Problems:
- 1) Rewrite the part of the Luftwaffe excerpt starting at "In a wider perspective" and ending at "resources support properly.", putting "study" in place of "paper".
- 2) In the Luftwaffe excerpt, turn the paragraph beginning "With little exception, most of the literature" into a short bulleted list that keeps its main facts.
- 3) Write what comes next in the Luftwaffe excerpt, continuing after its final sentence.

In a wider perspective this paper is a small attempts to show that expansion of the military wing of a country without any pre-set goals or calculations or forecast of how much forces are required to protect a particular space and how much forces can the country afford to properly supply with resources they have or plan to have, can be highly derogatory for a country’s defensive capabilities. This dissertation should in its own small way show that while planning the military strategies of a country be it for war or peace it is very important that we keep in mind three things, the area that is required to be defended, the resources that are available and how much military hardware and software can those resources support properly.

With little exception, most of the literature since the war years has been quite convinced about the very serious impact that the allied attack on the German oil supply had on the performance of the Luftwaffe. Long time commander in chief of the Luftwaffe Herman Goering, commander of the Luftwaffe’s fighter wing Adolf Galland and the Nazi Armament minister Albert Speer believed that the allied attack on oil was a decisive factor in the final downfall of the Luftwaffe.[7] Several commanders and war planners on the allied side were also convinced about the need and later the effectiveness of the allied air attack against the German synthetic fuel plants.[8] The USSBS (United States Strategic Bombing Survey) is quite optimistic about the effects that the bombings had on reducing the fighting capacity of the Germans, it also indicates that the bombing campaigns against oil had the most decisive impacts around the time of the D-Day landing in 1944.[9] It is only amongst the people like the American economist W.W. Rostow (who during WW II, served in the OSS in Europe) and British economic historian Alan Milward who even though they agree, on the important role of these aerial raids, try to caution us against laying too much importance on them[10].

As far as the issue of manufacturing is concerned there is some debate on the performance and position of the German military in the first few years of the war. Historians like Overy and Müller encouraged by the accounts of Wagenführ and Eichholtz stress on the almost sudden increase of efficiency of the German military hardware producing industry after Albert Speer was made the Armament minister.[11] While others like Scherner, Streb and Budrass try to show us a more continuous growth of the German military hardware industry.[12] But there is little doubt that in the last full year of conflict, that this thesis is mostly concerned with, saw the highest production rate of things like aircrafts and armoured vehicles. Regarding the relationship between increased quantities leading to reduced quality, Goering accepts that this most probably did happen.[13] But this issue is most aptly expressed by Adolf Galland when one of his interrogators after the war asked him if he would prefer more, less trained pilots or numerically inferior well trained ones. Galland answered that he will always go for the second option and compared the first one with putting a horse acrobat on an old horse[14].

Source excerpt:

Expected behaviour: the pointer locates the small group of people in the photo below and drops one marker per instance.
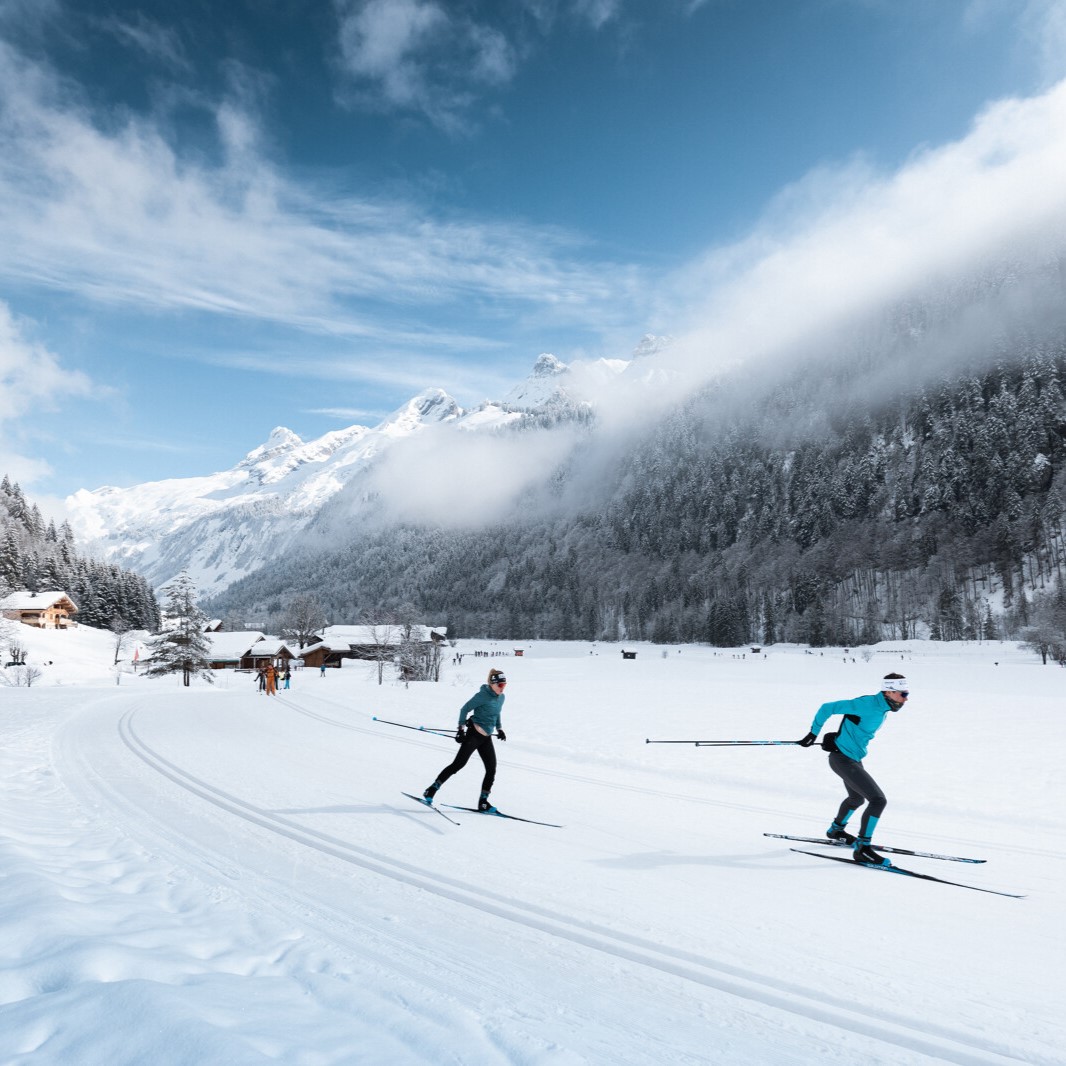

Expected outputs:
- 1)
In a wider perspective this study is a small attempts to show that expansion of the military wing of a country without any pre-set goals or calculations or forecast of how much forces are required to protect a particular space and how much forces can the country afford to properly supply with resources they have or plan to have, can be highly derogatory for a country’s defensive capabilities. This dissertation should in its own small way show that while planning the military strategies of a country be it for war or peace it is very important that we keep in mind three things, the area that is required to be defended, the resources that are available and how much military hardware and software can those resources support properly.

- 2)
- Since the war years, most literature has held that the allied attack on the German oil supply seriously hurt the Luftwaffe's performance.
- Herman Goering, Adolf Galland and Albert Speer believed the attack on oil was a decisive factor in the Luftwaffe's final downfall.
- Several allied commanders and war planners were also convinced of the need for the air attack on German synthetic fuel plants, and later of its effectiveness.
- The USSBS is optimistic about how much the bombings reduced German fighting capacity. It indicates that the campaigns against oil had their most decisive impact around the D-Day landing in 1944.
- W.W. Rostow and Alan Milward agree that the raids played an important role but caution against giving them too much weight.

- 3)
This introduction will be followed by four other sections. The first one will be illustrating the downward trend regarding the performance of the Luftwaffe and how the fuel available to the Luftwaffe was seldom having any effects over its performance. The next section explains the most probable reasons related to the Nazi oil supply, regarding the reduction in the performance of the Luftwaffe. The third section will try to link the reduction in efficiency of the Luftwaffe to the aircraft manufacturing industry of Germany. The final section in this paper is the conclusion.

2. Correlation between performance and fuel availability

In this section there will be an attempt to examine the claims made by several people (Spaatz, Galland, etc.) both during the war and after it that the availability of fuel and the performance of the Luftwaffe were interrelated.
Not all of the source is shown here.